# [Given passage]
● ● ●

The long curved sliver of sand is lined with chaises, umbrellas, and vendors who stand with their wares waiting for today’s tourists to be unloaded from the boats pulling into the cove.
I sit at my laptop placed atop a plastic table under a beach umbrella, and as silly as this looks, out here where people don’t even bring cell phones, I work anyway, because it beats writing inside.
I look up suddenly to see a boy emerging from the water carrying half a dozen platter-sized fish on a hook. A small boat bobs just offshore, its blue and red paint faded and peeling; white letters on its hull spell: Helena Francisca, Buzios. CF. The boy returns to the sea empty-handed and swims to the boat. I’ve been fumbling for my camera all these seconds. He slings himself over the side, a man pulls up the anchor, and they putter back out to sea. No photos. You’ll just have to take my word on this one.
Vendors approach and stand aside silently waiting for me to look up. “Would you like some gems? How about some beach towels, bombons, necklaces, bracelets, earrings, bikinis, blankets, rugs, paintings…? I look at each item briefly, appreciatively and say no obrigada, to which each vendor replies softly, “No problem”, gives me the thumbs up, and a wide smile before moving on. In this way, Brazil is way different from Bali where vendors hound tourists relentlessly.

● ● ●

# [Dataset records]
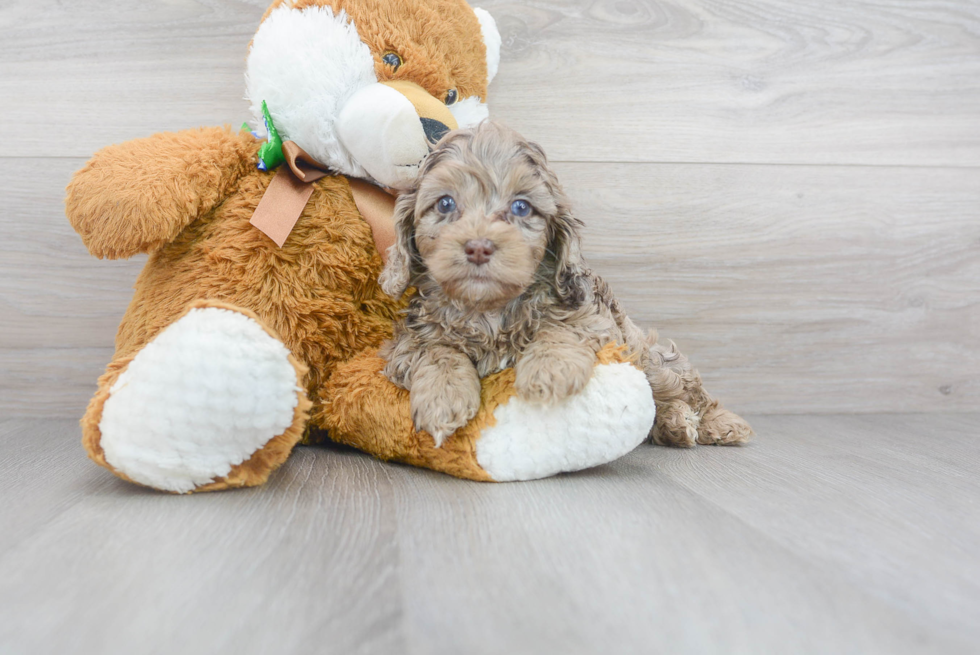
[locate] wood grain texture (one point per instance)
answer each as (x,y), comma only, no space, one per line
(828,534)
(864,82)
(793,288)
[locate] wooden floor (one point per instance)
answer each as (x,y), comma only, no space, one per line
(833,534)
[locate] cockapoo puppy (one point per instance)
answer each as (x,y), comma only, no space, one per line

● ● ●

# [Tasks for this exercise]
1. Repeat the beach passage starting at "I sit at my" and ending at "on this one.", swapping "laptop" for "notebook".
2. In the beach passage, what does each vendor softly reply after being told no obrigada?

# [Task responses]
1.
I sit at my notebook placed atop a plastic table under a beach umbrella, and as silly as this looks, out here where people don’t even bring cell phones, I work anyway, because it beats writing inside.
I look up suddenly to see a boy emerging from the water carrying half a dozen platter-sized fish on a hook. A small boat bobs just offshore, its blue and red paint faded and peeling; white letters on its hull spell: Helena Francisca, Buzios. CF. The boy returns to the sea empty-handed and swims to the boat. I’ve been fumbling for my camera all these seconds. He slings himself over the side, a man pulls up the anchor, and they putter back out to sea. No photos. You’ll just have to take my word on this one.

2. "No problem"